§ Exercise inputs:
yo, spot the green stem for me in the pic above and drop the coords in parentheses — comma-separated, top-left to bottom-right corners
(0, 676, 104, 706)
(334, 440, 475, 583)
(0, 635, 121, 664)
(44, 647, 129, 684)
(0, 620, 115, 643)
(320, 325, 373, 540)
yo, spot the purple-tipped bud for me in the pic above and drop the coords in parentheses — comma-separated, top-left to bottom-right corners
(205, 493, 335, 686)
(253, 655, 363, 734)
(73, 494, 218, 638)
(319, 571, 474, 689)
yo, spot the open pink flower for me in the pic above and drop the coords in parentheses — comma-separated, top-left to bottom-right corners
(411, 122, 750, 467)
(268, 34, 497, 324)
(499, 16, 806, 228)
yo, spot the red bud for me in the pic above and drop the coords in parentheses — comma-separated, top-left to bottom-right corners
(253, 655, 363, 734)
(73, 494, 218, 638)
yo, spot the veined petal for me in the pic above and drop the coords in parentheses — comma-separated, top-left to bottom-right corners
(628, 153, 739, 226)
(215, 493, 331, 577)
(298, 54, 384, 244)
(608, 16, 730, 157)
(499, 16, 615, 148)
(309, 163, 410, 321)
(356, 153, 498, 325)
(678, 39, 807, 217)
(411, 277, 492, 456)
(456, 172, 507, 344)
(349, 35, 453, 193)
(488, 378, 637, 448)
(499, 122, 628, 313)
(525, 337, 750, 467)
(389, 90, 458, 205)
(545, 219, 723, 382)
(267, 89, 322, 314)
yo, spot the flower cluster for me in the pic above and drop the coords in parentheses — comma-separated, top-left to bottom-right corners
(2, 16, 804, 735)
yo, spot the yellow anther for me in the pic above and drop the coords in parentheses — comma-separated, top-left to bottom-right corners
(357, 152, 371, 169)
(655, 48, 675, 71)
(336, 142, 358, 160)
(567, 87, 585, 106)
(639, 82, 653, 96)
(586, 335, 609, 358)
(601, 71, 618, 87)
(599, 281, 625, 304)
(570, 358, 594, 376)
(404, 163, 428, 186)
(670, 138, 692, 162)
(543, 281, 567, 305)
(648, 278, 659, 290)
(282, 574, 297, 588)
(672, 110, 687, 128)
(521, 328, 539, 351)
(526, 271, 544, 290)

§ To do: Your answer must be the records themselves, output again exactly.

§ Output of the exercise:
yo, spot the green stem for me in the pic above and drop the coords in parentheses — comma-separated, top-left to bottom-right corners
(0, 676, 104, 706)
(334, 440, 475, 583)
(0, 635, 121, 664)
(44, 647, 129, 684)
(0, 620, 115, 643)
(320, 325, 373, 540)
yo, spot the purple-tipped bud for me in the pic above and drop the coords in parentheses — comma-separated, top-left to bottom-right corners
(205, 493, 335, 686)
(253, 655, 363, 734)
(73, 494, 218, 638)
(319, 571, 474, 689)
yo, spot the open pink flower for me in the pic above and drop the coords in parentheses — comma-separated, top-left to bottom-right corners
(411, 122, 750, 467)
(268, 34, 497, 324)
(499, 16, 806, 228)
yo, spot the red bud for me in the pic above and drop the coords in parentheses — comma-separated, top-left to bottom-right corners
(253, 655, 363, 734)
(73, 494, 218, 638)
yo, spot the veined petal for me in the pic above and drop the coords in parentheses — comma-separated, top-left to bottom-right corners
(628, 153, 739, 226)
(215, 493, 331, 577)
(298, 54, 384, 244)
(608, 16, 730, 157)
(499, 16, 615, 148)
(309, 163, 410, 321)
(356, 153, 498, 325)
(678, 39, 807, 217)
(411, 277, 492, 456)
(456, 172, 507, 344)
(349, 35, 453, 193)
(488, 378, 637, 448)
(499, 122, 628, 313)
(525, 337, 750, 467)
(389, 90, 458, 205)
(545, 219, 723, 382)
(267, 89, 322, 314)
yo, spot the flower cluster for me in the pic above and drop the coords in parentheses — comma-separated, top-left to bottom-right corners
(2, 16, 804, 735)
yo, spot the yellow anther for me in the pic above and drop the coords in parentheses — comma-separated, top-left to bottom-right corners
(357, 152, 371, 169)
(655, 48, 675, 71)
(336, 142, 358, 160)
(567, 87, 585, 106)
(639, 82, 653, 96)
(586, 335, 609, 358)
(601, 71, 618, 87)
(599, 281, 625, 304)
(570, 358, 594, 376)
(404, 163, 428, 186)
(670, 138, 692, 162)
(543, 281, 567, 305)
(648, 278, 659, 290)
(282, 574, 297, 588)
(672, 110, 687, 128)
(521, 328, 539, 351)
(526, 271, 544, 290)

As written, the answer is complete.